• **MATERIAL PROVIDED**
Segment Open

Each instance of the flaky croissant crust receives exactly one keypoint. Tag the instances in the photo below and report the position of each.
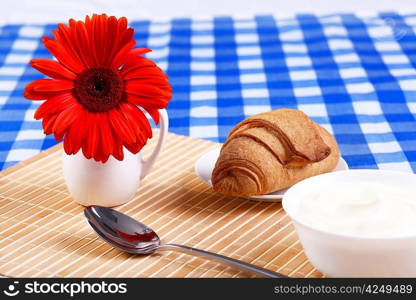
(271, 151)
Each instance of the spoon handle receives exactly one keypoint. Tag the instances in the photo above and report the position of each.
(222, 259)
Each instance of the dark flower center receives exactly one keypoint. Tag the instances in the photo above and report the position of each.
(99, 90)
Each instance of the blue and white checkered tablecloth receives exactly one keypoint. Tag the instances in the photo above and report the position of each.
(354, 75)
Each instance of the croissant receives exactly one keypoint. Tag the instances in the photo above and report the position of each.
(271, 151)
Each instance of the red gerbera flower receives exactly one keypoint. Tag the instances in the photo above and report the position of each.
(96, 84)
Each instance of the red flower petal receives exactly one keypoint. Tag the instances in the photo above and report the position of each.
(106, 134)
(137, 120)
(149, 102)
(54, 105)
(63, 55)
(52, 69)
(50, 85)
(93, 56)
(134, 63)
(145, 73)
(76, 134)
(120, 127)
(66, 118)
(146, 90)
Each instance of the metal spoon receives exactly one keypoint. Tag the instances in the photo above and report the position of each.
(129, 235)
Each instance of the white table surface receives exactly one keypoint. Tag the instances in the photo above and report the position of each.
(41, 11)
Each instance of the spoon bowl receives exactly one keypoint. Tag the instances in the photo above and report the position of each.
(129, 235)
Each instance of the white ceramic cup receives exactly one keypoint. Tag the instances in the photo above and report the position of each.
(114, 182)
(341, 255)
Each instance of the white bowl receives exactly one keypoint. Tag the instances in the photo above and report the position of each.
(341, 255)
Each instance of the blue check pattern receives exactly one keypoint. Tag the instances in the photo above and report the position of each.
(354, 75)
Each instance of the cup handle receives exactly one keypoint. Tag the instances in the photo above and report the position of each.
(164, 125)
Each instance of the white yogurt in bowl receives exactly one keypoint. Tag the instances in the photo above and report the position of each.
(357, 223)
(365, 209)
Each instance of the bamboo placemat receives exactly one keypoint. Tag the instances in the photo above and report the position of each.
(43, 232)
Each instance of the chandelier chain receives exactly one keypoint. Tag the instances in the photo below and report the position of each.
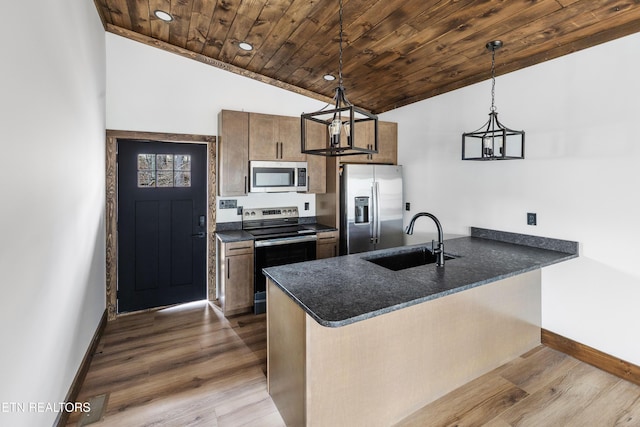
(340, 63)
(493, 80)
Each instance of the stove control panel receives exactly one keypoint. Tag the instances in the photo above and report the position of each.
(269, 213)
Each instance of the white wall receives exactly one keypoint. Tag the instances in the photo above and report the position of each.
(580, 175)
(579, 113)
(52, 82)
(156, 91)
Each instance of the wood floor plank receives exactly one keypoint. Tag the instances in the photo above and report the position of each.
(190, 366)
(619, 407)
(533, 372)
(562, 399)
(474, 404)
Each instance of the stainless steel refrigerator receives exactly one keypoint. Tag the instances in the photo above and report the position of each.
(370, 208)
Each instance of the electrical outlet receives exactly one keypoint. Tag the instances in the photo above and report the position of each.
(228, 204)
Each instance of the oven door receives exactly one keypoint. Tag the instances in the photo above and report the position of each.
(273, 252)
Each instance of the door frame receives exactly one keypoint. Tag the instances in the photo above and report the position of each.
(111, 207)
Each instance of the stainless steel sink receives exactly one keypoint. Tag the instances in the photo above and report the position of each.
(407, 259)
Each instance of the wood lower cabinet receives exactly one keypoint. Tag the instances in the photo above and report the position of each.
(273, 137)
(233, 153)
(235, 276)
(327, 244)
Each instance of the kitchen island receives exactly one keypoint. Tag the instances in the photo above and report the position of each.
(354, 343)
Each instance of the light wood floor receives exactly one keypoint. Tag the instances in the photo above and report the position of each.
(189, 366)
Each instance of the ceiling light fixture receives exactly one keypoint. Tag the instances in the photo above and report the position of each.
(493, 141)
(245, 46)
(341, 121)
(162, 15)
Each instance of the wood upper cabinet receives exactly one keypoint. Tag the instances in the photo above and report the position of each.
(327, 244)
(317, 165)
(233, 153)
(274, 137)
(235, 276)
(387, 143)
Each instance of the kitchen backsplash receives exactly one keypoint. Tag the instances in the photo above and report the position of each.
(266, 200)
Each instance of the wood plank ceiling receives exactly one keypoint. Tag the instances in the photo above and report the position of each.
(396, 52)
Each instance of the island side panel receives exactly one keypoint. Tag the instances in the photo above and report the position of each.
(377, 371)
(286, 355)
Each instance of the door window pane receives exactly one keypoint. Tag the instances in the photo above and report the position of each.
(164, 170)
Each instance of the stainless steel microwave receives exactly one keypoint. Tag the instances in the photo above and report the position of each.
(273, 177)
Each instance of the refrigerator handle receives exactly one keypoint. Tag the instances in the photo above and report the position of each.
(376, 207)
(372, 213)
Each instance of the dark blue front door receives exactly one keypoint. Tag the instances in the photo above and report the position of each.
(161, 223)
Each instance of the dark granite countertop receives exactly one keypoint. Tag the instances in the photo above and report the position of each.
(239, 235)
(343, 290)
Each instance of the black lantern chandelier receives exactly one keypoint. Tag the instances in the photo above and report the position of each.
(341, 119)
(493, 141)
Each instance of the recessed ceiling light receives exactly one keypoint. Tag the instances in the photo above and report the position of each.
(161, 14)
(245, 46)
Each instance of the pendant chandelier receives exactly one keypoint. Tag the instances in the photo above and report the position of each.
(493, 141)
(342, 121)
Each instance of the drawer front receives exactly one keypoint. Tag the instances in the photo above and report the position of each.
(238, 248)
(327, 237)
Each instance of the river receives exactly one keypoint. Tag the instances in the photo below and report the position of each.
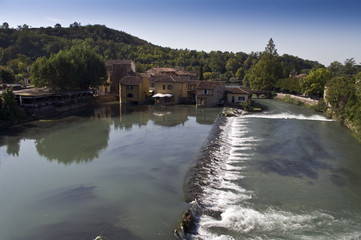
(110, 171)
(119, 172)
(286, 173)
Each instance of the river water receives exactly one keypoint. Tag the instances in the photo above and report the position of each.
(286, 173)
(106, 171)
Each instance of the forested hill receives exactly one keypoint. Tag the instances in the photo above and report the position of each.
(20, 47)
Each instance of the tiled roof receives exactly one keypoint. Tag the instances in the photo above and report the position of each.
(208, 85)
(131, 80)
(237, 90)
(166, 78)
(113, 62)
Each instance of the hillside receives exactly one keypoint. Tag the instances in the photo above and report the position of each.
(20, 47)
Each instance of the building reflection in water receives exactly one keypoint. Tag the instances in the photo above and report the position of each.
(81, 136)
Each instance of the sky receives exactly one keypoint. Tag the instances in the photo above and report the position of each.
(318, 30)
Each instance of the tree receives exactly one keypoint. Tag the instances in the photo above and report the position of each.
(314, 83)
(5, 25)
(264, 75)
(201, 77)
(8, 99)
(74, 69)
(336, 68)
(349, 67)
(339, 89)
(7, 75)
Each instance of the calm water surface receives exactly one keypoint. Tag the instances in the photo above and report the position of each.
(106, 171)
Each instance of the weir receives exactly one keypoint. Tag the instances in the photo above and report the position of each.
(270, 176)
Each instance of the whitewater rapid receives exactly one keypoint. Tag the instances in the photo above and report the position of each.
(224, 204)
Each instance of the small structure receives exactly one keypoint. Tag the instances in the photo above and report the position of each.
(116, 70)
(175, 87)
(134, 89)
(44, 103)
(237, 95)
(210, 93)
(174, 72)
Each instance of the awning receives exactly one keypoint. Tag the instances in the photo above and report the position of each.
(161, 95)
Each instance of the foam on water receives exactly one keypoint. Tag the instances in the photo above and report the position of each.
(289, 116)
(226, 210)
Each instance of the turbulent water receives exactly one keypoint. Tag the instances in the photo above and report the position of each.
(286, 173)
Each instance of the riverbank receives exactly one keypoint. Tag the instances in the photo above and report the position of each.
(320, 106)
(297, 100)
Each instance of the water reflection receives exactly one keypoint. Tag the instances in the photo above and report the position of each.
(82, 136)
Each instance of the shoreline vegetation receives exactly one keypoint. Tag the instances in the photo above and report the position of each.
(321, 106)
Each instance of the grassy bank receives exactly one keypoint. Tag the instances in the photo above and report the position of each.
(321, 106)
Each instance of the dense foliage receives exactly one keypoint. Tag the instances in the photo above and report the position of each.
(20, 47)
(75, 69)
(264, 74)
(314, 83)
(10, 112)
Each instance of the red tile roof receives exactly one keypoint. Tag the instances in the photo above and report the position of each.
(208, 85)
(237, 90)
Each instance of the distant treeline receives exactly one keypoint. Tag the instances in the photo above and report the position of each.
(20, 47)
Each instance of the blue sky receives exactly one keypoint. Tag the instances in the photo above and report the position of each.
(320, 30)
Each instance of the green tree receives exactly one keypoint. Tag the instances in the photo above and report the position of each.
(314, 83)
(349, 67)
(264, 75)
(8, 99)
(339, 89)
(7, 75)
(74, 69)
(201, 77)
(336, 68)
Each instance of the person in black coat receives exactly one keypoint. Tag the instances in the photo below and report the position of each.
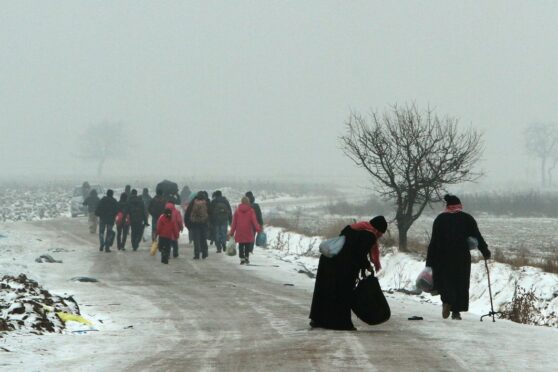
(449, 256)
(336, 276)
(92, 201)
(106, 211)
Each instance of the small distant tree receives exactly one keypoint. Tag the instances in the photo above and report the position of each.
(541, 141)
(101, 142)
(412, 156)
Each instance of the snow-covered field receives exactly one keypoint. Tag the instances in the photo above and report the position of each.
(399, 272)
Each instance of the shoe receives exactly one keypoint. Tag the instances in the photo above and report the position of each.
(455, 315)
(446, 308)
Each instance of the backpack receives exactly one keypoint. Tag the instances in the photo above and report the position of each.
(199, 212)
(221, 212)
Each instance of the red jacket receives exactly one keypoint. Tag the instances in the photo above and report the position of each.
(244, 224)
(167, 228)
(177, 218)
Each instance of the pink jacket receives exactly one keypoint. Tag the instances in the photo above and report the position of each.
(177, 218)
(244, 224)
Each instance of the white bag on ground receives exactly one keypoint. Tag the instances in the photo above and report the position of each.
(332, 247)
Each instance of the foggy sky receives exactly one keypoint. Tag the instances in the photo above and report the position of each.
(262, 88)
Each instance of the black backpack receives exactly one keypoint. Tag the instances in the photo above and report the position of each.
(220, 212)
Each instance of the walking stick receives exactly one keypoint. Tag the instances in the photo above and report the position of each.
(492, 312)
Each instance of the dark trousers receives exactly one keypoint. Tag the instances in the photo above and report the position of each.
(221, 236)
(244, 250)
(199, 235)
(106, 241)
(164, 247)
(121, 235)
(136, 235)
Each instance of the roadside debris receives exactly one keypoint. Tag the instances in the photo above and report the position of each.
(47, 258)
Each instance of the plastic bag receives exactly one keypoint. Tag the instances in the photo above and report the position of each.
(425, 280)
(231, 247)
(261, 239)
(154, 248)
(332, 247)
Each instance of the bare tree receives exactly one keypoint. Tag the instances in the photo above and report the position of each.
(541, 141)
(101, 142)
(411, 156)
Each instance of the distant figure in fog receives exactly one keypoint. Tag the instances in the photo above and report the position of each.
(449, 256)
(138, 218)
(196, 219)
(92, 201)
(167, 230)
(336, 276)
(156, 209)
(244, 227)
(122, 222)
(220, 214)
(256, 207)
(106, 211)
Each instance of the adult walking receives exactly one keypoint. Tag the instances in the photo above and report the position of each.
(92, 201)
(166, 230)
(220, 213)
(122, 222)
(244, 227)
(196, 219)
(256, 207)
(138, 218)
(156, 209)
(336, 276)
(106, 211)
(450, 258)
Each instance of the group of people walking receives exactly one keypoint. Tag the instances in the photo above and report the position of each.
(448, 255)
(205, 219)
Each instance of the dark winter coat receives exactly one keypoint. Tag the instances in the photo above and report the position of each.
(156, 207)
(258, 211)
(450, 259)
(220, 211)
(336, 278)
(107, 209)
(92, 201)
(136, 209)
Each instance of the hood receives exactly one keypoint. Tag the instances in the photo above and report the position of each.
(244, 208)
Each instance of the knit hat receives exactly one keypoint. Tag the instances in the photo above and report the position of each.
(451, 199)
(379, 223)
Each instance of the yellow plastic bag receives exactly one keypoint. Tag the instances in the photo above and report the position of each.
(154, 248)
(66, 317)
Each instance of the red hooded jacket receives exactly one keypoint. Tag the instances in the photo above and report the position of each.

Segment Closed

• **PROMPT**
From the line that contains "Each instance of the knit" to the last line of the material above, repeat every line exactly, keeping both the first and the last.

• **EXERCISE RESPONSE**
Each instance of the knit hat receives exactly one keypoint. Tag the instances in the photo above and report the position of each.
(451, 199)
(379, 223)
Each instance of the yellow plastic bag receives exactly one keypoint. Tag the instances in the photo above and report the position of each.
(154, 248)
(66, 317)
Each instance of the red hooded jacket receives exactly one keypoint. Tag the instances in the photo above and report the position of each.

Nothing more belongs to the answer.